Point annotations for photos
- - - - - - -
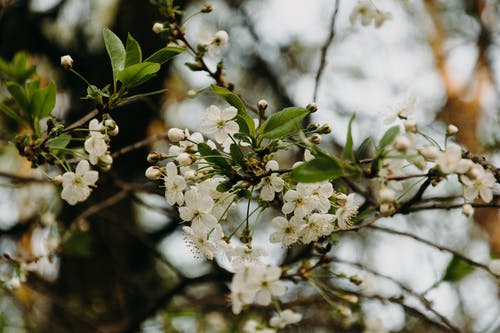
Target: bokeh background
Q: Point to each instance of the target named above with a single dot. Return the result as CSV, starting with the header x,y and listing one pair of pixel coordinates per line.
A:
x,y
127,268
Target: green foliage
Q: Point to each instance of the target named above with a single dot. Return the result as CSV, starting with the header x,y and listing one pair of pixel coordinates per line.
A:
x,y
243,119
388,137
133,53
79,245
457,269
19,69
321,168
116,51
283,122
137,74
165,54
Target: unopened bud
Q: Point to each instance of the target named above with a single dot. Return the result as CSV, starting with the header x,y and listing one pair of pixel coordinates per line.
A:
x,y
207,9
262,105
451,130
312,107
175,135
411,126
67,62
158,27
402,143
467,210
325,129
315,138
153,173
155,157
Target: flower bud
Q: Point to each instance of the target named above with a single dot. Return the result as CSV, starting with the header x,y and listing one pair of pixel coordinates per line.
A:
x,y
155,157
494,266
386,195
175,135
67,62
312,107
451,130
185,159
402,143
430,153
411,126
153,173
315,138
262,105
467,210
158,28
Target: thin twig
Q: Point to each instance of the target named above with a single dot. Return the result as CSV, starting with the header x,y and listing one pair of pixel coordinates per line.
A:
x,y
436,246
324,49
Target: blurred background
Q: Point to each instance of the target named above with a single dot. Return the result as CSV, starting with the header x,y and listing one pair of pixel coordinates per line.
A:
x,y
126,268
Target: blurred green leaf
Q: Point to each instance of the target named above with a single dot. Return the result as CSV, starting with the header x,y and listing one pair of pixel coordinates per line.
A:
x,y
116,51
43,101
388,137
78,245
457,269
165,54
245,122
133,53
318,169
282,122
60,141
137,74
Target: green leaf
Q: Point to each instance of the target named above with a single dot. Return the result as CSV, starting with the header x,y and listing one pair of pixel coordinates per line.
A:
x,y
137,74
17,92
79,245
165,54
282,122
457,269
133,53
116,51
60,141
43,101
12,114
236,154
213,156
245,122
348,155
363,149
388,137
318,169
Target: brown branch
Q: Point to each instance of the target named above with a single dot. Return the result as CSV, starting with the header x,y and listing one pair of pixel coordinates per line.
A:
x,y
324,50
436,246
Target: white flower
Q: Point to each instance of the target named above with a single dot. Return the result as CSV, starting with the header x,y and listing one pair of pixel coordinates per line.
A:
x,y
197,238
175,135
298,201
198,209
467,210
158,28
67,62
95,144
246,254
253,326
481,184
267,281
346,212
76,185
285,318
287,231
269,185
153,173
220,123
174,185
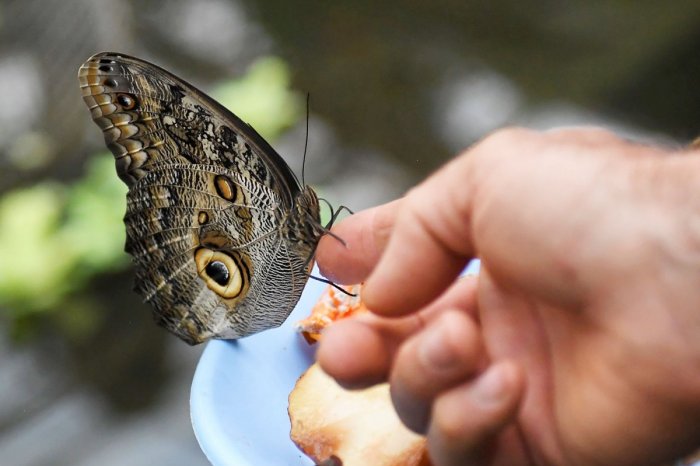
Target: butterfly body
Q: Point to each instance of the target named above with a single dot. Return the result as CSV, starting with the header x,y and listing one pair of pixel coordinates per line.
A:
x,y
221,232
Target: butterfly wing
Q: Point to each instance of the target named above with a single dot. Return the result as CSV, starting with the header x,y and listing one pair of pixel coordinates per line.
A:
x,y
210,204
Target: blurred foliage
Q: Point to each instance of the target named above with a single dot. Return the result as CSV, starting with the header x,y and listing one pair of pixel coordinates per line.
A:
x,y
56,238
262,97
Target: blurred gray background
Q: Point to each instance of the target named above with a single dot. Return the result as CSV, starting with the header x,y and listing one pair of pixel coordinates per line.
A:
x,y
397,88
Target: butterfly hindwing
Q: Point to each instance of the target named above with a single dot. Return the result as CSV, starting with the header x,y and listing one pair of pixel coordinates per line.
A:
x,y
221,232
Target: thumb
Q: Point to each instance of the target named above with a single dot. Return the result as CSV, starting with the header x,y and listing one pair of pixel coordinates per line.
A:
x,y
428,246
466,420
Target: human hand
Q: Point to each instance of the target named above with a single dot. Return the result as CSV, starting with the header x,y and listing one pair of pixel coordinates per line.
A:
x,y
577,344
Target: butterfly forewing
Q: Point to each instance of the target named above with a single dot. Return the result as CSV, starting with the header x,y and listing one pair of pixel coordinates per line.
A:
x,y
221,233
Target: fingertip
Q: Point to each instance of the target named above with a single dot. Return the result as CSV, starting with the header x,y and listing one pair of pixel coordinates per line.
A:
x,y
354,354
465,419
349,255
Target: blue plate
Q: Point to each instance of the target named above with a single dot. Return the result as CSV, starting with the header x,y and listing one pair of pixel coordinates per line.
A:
x,y
238,402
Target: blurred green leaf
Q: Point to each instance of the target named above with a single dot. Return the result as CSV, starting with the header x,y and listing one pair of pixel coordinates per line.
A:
x,y
262,97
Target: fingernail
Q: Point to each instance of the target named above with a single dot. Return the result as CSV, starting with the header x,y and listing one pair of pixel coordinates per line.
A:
x,y
434,349
491,387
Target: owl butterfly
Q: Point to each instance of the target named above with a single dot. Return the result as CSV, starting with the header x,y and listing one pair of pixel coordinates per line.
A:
x,y
221,231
- - - - - - -
Copy every record above exactly, leaving out any pictures.

* _Task response_:
Target: bokeh background
Q: Point to each instance of the target named above with a single dot. Return the result as CSV, starting with the header x,y and listing one pair of pixel coordinates per line.
A:
x,y
127,268
Target: green foliage
Q: Point to each instance of the target named above with a single dot. Return the result as CSV, starting with the header x,y and listing one pair of pixel coordinates per line.
A:
x,y
243,119
388,137
133,53
79,245
457,269
19,69
321,168
116,51
283,122
137,74
165,54
Target: unopened bud
Q: Point to each instance of the target named above with a single dot. Return the result as CSV, starting with the header x,y and listing one pair of pixel coordinates per line.
A:
x,y
207,9
262,105
451,130
312,107
175,135
411,126
67,62
158,27
402,143
467,210
325,129
315,138
153,173
155,157
Target: flower bud
Q: Point to each instance of the target named above with a single dot. Return the result as CSV, starting with the header x,y and listing one pair of pixel coordinates per line.
A:
x,y
155,157
494,266
386,195
175,135
67,62
312,107
451,130
185,159
402,143
430,153
411,126
153,173
315,138
262,105
467,210
158,28
Target: thin twig
Q: Point to each instance of the target named above with a single dot. Return the result as CSV, starting with the header x,y and listing one pair of pixel coordinates per line.
A:
x,y
436,246
324,49
Target: blurred background
Q: Point to each instance of the target named above with a single dot. Return the result as CSV, starting with the header x,y and listing one pair of pixel coordinates per line.
A:
x,y
126,268
Target: blurred green leaf
Q: Point to each instance of the target named above with a single dot. Return the result as CSV, starting with the header x,y and listing one pair of pixel coordinates per line.
A:
x,y
116,51
43,101
388,137
78,245
457,269
165,54
245,122
133,53
318,169
282,122
60,141
137,74
Target: green leaf
Q: Point to each instance of the target named above with a single dot. Return the result as CSV, starting with the header x,y and listing one pair of pixel coordinates per line.
A:
x,y
137,74
17,92
79,245
165,54
282,122
457,269
133,53
116,51
60,141
43,101
12,114
236,154
213,156
245,122
348,155
363,149
388,137
318,169
Target: brown branch
Q: Point to each instance of the target named above with a single dot. Return the result as CSV, starting with the header x,y and listing one pair of pixel coordinates per line.
A:
x,y
324,50
436,246
Target: white flower
Q: Point to each instance of the target named above with a single dot. Return the result as CSV, starting with the header x,y and listing one pair of pixel coordinates per line.
A:
x,y
197,238
175,135
298,201
198,209
467,210
158,28
67,62
95,144
246,254
253,326
481,184
267,281
346,212
76,185
285,318
287,231
269,185
153,173
220,123
174,185
Target: butterfly body
Q: Point to each instance of the target named above with a single dot. Return the result as CSV, starting with the header x,y and listing one pair of pixel coordinates per line.
A:
x,y
221,232
Target: butterfly wing
Q: Point to each instance of the target named above with a single dot. Return the result as CSV, starting with the header x,y and listing one pair of pixel coordinates per line.
A:
x,y
210,204
Target: blurred foliage
Q: Point to each instance of the target named above with a single dot. Return the result as CSV, starting with the header x,y and listing one pair of pixel coordinates per line.
A:
x,y
56,238
262,97
Target: blurred gray background
Q: Point to each instance of the target named above with a single dot. Return the result as CSV, starting with the header x,y and listing one pair of pixel coordinates per line.
A:
x,y
397,88
Target: butterfly hindwing
Q: Point to each instance of the target named above with a single dot. Return the result as CSV, starting with the header x,y and listing one pair of pixel coordinates per line.
A:
x,y
221,232
Target: thumb
Q: Point to each instance of the target named above with a single dot. Return the result as CSV, starting with the header x,y and listing one pair of pixel coordinates per line.
A:
x,y
428,246
466,420
Target: human hand
Q: Point to each instance of the target named above with a single dot. Return the result as CSV, starting with the header x,y and listing one pair of pixel coordinates per line.
A:
x,y
577,344
Target: butterfly forewing
Q: Point to each instance of the target named above with a single dot. Return the result as CSV, starting with the header x,y and listing one pair of pixel coordinates per line.
A:
x,y
221,233
Target: fingertip
Q: Point to each instance of the target named above with a single dot. Return the result as CSV, starting with the header x,y and listing one pair of pixel coordinates per line.
A:
x,y
354,354
465,419
349,255
Target: blue plate
Q: Point to each instance of the target named above with a single dot. Return the result as CSV, starting with the header x,y and listing one pair of pixel coordinates per line.
A:
x,y
238,402
Target: blurred green leaf
Q: Point to each instance of the target named above with a single dot. Return the result as CSV, starting with the header x,y and listing one pair of pixel coordinates per line.
A:
x,y
262,97
Target: fingernail
Q: Point to each instance of the target named above with a single dot. Return the result as CSV, starting with the header x,y and listing one pair of pixel coordinates per line.
A:
x,y
434,349
491,387
Target: owl butterfly
Q: Point to each instance of the target named above with a single dot. Return the result as CSV, starting with the header x,y and listing one pair of pixel coordinates per line.
A:
x,y
221,231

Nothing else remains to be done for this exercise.